### PROBLEM REQUIREMENTS
Rewrite the records below with every "chrome fixture" changed to "steel fixture" and nothing else altered.

### SUPPLIED RECORDS
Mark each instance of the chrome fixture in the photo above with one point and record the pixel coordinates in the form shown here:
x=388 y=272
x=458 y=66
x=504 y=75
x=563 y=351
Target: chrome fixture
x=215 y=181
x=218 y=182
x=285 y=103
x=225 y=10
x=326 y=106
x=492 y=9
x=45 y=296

### TASK SOLUTION
Mark each instance of the steel fixture in the photo above with one point and record the pixel coordinates in the form shown here:
x=388 y=272
x=458 y=66
x=504 y=75
x=563 y=351
Target: steel fixture
x=215 y=181
x=218 y=182
x=285 y=103
x=225 y=10
x=326 y=106
x=492 y=9
x=45 y=296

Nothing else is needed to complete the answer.